[Aim of the exercise]: Each entry is to be retyped without alteration, and no picture is to be included.

[Data for processing]:
BEGIN

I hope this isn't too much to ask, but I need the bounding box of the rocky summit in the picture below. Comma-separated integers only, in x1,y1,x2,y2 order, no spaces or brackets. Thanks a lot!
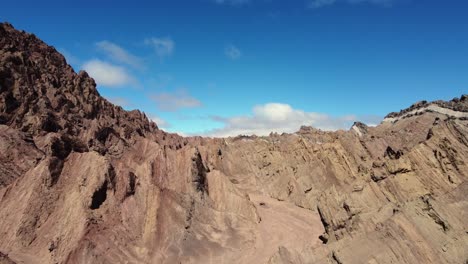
0,22,467,264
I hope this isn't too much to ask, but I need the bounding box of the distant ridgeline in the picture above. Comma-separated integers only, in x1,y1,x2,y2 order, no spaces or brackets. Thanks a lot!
383,95,468,123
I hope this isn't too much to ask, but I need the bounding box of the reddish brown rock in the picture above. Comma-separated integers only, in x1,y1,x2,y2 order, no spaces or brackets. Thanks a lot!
0,22,467,264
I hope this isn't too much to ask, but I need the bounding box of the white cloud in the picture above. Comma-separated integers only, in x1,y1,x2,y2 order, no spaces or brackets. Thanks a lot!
151,90,202,111
82,59,135,87
145,37,175,59
96,41,143,69
200,103,382,137
225,45,242,60
254,103,293,122
308,0,395,8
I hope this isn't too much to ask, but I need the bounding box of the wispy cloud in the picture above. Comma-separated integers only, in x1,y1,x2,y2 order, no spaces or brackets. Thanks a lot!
151,90,202,111
214,0,250,5
146,73,174,90
199,103,381,137
225,45,242,60
308,0,337,9
348,0,395,7
308,0,396,8
145,37,175,59
58,48,80,65
213,0,395,8
96,41,143,69
82,59,135,87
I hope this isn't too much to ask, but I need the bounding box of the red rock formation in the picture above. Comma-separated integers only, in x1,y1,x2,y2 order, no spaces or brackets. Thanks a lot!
0,22,467,263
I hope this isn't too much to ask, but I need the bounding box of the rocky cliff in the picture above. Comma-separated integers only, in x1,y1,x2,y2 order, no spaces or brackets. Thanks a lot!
0,22,467,264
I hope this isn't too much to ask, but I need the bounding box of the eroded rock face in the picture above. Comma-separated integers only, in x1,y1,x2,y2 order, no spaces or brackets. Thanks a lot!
0,22,467,264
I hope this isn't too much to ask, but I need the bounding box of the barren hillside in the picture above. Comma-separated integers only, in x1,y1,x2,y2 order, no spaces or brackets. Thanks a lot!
0,22,467,264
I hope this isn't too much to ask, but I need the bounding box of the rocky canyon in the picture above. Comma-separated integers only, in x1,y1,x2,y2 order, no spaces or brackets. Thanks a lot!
0,22,467,263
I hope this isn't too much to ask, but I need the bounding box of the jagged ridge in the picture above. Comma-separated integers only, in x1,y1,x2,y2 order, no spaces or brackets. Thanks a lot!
385,95,468,121
0,22,156,147
0,22,467,264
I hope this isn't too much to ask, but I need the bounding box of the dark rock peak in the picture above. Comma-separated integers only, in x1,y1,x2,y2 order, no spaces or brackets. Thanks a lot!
0,22,157,143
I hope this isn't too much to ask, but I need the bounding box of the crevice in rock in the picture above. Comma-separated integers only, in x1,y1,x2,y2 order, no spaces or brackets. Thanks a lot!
126,172,137,197
439,138,462,173
343,202,351,215
433,150,446,173
92,127,127,156
371,171,387,183
4,92,20,114
287,183,294,196
107,165,116,190
50,137,72,160
41,113,62,133
191,150,208,194
447,175,455,184
421,195,449,232
51,135,87,159
185,199,195,230
63,135,88,153
230,178,240,184
331,251,343,264
385,146,403,160
48,239,58,253
48,157,64,186
428,210,449,232
95,127,117,144
90,180,108,210
388,167,411,175
48,135,89,186
318,234,329,244
0,251,16,264
317,205,330,244
0,114,7,124
359,139,373,158
343,201,361,224
426,128,434,140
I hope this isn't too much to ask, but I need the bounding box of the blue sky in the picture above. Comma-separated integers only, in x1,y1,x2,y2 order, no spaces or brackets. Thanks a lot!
2,0,467,136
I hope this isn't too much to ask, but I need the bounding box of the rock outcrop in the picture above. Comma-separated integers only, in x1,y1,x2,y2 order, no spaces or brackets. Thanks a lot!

END

[Task solution]:
I hope this isn't too much to ask, but I need the bounding box of the rocky summit in the picture below. Comma-separated integers only, in x1,y1,x2,y2 order, no spaces or brackets. Thanks a lot!
0,22,467,264
I hope this isn't too much to ask, but I need the bounding box of the distant ridgeline in the picture above. Comma-separated integers only, in x1,y1,x2,y2 order, no spaces or brackets. Thanks a lot!
383,95,468,123
I hope this isn't too much to ask, but I need the bounding box of the reddish brown rock in the picture above. Comma-separated integers only, in x1,y1,x2,y2 order, no spaces or brackets. Thanks a lot!
0,22,467,264
I hope this isn't too much to ask, but I need the bounding box of the white cloud in the picture above. Comma-separated integers only, in x1,y1,x2,y2 order, no spaces or brackets. Thanks a lot!
151,90,202,111
82,59,135,87
145,37,175,59
96,41,143,69
200,103,382,137
225,45,242,60
254,103,293,122
308,0,395,8
I hope this isn't too much to ask, but I need the bounding box of the wispy cloud in the picture above. Comma-separated integers only, in x1,y1,x2,y2 order, no spaces or brackets. Thanks a lot!
151,90,202,111
214,0,250,5
146,73,174,90
199,103,381,137
225,45,242,60
308,0,337,9
348,0,395,7
308,0,396,8
145,37,175,59
58,48,80,65
213,0,395,8
96,41,143,69
82,59,135,87
I hope this isn't too much to ask, but I need the bounding box of the red rock formation in the picture above. Comma-separated integers only, in x1,y1,x2,y2 order, no spaces or brackets. Thanks a lot!
0,22,467,263
I hope this isn't too much to ask, but I need the bounding box of the rocky cliff in the picture above. Comma-separated integers only, in x1,y1,x2,y2 order, no spaces or brackets. Thanks a lot!
0,22,467,264
I hope this isn't too much to ask, but I need the bounding box of the eroded rock face in the picture above. Comma-separated integers only, in x1,y1,x2,y2 order, no spaces or brackets. Thanks a lot!
0,22,467,264
I hope this isn't too much to ask, but I need the bounding box of the barren hillside in the picture above. Comma-separated integers only, in x1,y1,x2,y2 order, no spaces or brackets. Thanks a lot!
0,22,467,264
I hope this isn't too much to ask, but I need the bounding box of the rocky canyon in the picture above. Comma-separated integers only, in x1,y1,x2,y2 order, no spaces or brackets. Thanks a lot!
0,22,467,263
I hope this isn't too much to ask, but I need the bounding box of the jagged ridge in the picture above. Comma-separated integers only, in x1,y1,x2,y2 order, no spaces or brackets. Thanks a lot!
385,95,468,121
0,22,156,147
0,22,467,264
I hope this isn't too much to ask, but I need the bounding box of the dark rock peak in the picture above. Comma-separated integers only, in x1,y1,x2,y2 order, no spaces or brackets. Thanks a lot!
0,22,157,143
I hope this isn't too much to ask, but I need the bounding box of the crevice in rock in the picture above. Comma-separated integers only, in x1,y1,x2,y2 order, no spaces or brackets. Thanks a lot!
126,172,137,197
439,138,462,173
343,202,351,215
433,150,446,173
92,127,127,156
371,171,387,183
4,92,20,114
287,183,294,196
107,165,116,190
50,137,72,160
41,113,62,133
191,150,208,194
447,175,455,184
421,195,449,232
51,135,87,159
185,199,195,230
63,135,88,153
230,178,240,184
331,251,343,264
385,146,403,160
48,239,58,253
48,157,64,186
428,210,449,232
95,127,117,144
90,180,108,210
388,167,411,175
48,135,89,186
318,234,329,244
0,251,16,264
317,205,330,244
0,114,7,124
359,139,373,158
343,201,361,224
426,128,434,140
I hope this isn't too much to ask, but I need the bounding box of the blue sky in the picture above. Comma-separated integers only, in x1,y1,x2,y2 order, no spaces or brackets. Thanks a lot!
2,0,467,136
I hope this isn't too much to ask, but I need the bounding box of the rock outcrop in the picture above. Comma-separated integers only, in x1,y1,x2,y2 order, no spaces or brackets. Thanks a lot!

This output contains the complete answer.